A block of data
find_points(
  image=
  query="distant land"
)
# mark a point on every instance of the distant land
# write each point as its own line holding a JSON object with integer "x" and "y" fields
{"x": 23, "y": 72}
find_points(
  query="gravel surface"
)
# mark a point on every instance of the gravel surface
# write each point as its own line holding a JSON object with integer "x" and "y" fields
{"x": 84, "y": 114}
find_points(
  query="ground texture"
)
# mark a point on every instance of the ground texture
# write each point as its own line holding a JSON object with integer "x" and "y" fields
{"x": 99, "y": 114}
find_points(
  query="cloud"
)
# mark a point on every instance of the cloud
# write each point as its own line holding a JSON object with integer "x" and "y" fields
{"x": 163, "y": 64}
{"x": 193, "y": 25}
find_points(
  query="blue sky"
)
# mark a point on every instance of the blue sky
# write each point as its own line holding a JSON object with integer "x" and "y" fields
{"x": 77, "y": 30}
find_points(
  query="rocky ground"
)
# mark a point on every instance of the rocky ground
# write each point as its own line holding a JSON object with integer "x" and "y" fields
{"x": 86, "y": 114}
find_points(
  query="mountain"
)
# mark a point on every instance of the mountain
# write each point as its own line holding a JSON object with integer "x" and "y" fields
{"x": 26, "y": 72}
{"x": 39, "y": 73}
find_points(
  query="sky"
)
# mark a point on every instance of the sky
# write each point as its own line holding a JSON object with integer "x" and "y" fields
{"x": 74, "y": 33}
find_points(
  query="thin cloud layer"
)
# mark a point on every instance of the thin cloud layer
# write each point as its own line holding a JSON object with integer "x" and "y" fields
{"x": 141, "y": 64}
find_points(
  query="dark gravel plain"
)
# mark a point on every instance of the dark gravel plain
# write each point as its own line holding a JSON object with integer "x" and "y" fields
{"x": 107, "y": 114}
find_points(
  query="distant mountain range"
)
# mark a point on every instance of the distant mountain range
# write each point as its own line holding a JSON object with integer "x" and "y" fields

TASK INSTRUCTIONS -
Copy out each line above, character for character.

IN RESPONSE -
find_points(
  image=
  query="distant land"
)
# mark a point on every instance of the distant land
# write each point as its own line holding a JSON object with integer "x" and "y" fields
{"x": 23, "y": 72}
find_points(
  query="gravel surface"
)
# mark a point on every instance of the gravel surface
# write each point as its own line holding a JSON object with integer "x" and "y" fields
{"x": 84, "y": 114}
find_points(
  query="ground texture"
)
# mark a point on every instance of the ground texture
# write each point as its own line holding a JSON object with integer "x" and "y" fields
{"x": 99, "y": 114}
find_points(
  query="cloud"
)
# mark a point on every instance of the cloud
# write each point as its own line holding a JSON object with integer "x" and "y" fields
{"x": 163, "y": 64}
{"x": 193, "y": 25}
find_points(
  query="blue sky"
)
# mark a point on every instance of the blue sky
# write each point as its own line holding a JSON object with integer "x" and "y" fields
{"x": 77, "y": 30}
find_points(
  query="rocky ground"
)
# mark a point on every instance of the rocky ground
# write each point as its own line holding a JSON object with integer "x" and "y" fields
{"x": 86, "y": 114}
find_points(
  query="mountain"
)
# mark a point on every instance of the mountain
# write each point as its own line holding a JSON object with integer "x" and "y" fields
{"x": 26, "y": 72}
{"x": 39, "y": 73}
find_points(
  query="sky"
)
# mark a point on every instance of the sky
# write each point as its own line holding a JSON object with integer "x" and "y" fields
{"x": 74, "y": 33}
find_points(
  query="thin cloud layer"
)
# mark a point on every instance of the thin cloud layer
# write each point as its own line holding a JSON object with integer "x" and "y" fields
{"x": 141, "y": 64}
find_points(
  query="dark gravel plain"
)
# mark a point on every instance of the dark gravel plain
# write each point as its own line holding a JSON object with integer "x" and "y" fields
{"x": 107, "y": 114}
find_points(
  query="distant mountain range"
)
# mark a point on every instance of the distant mountain range
# write each point as its own line holding a JSON object with integer "x" and "y" fields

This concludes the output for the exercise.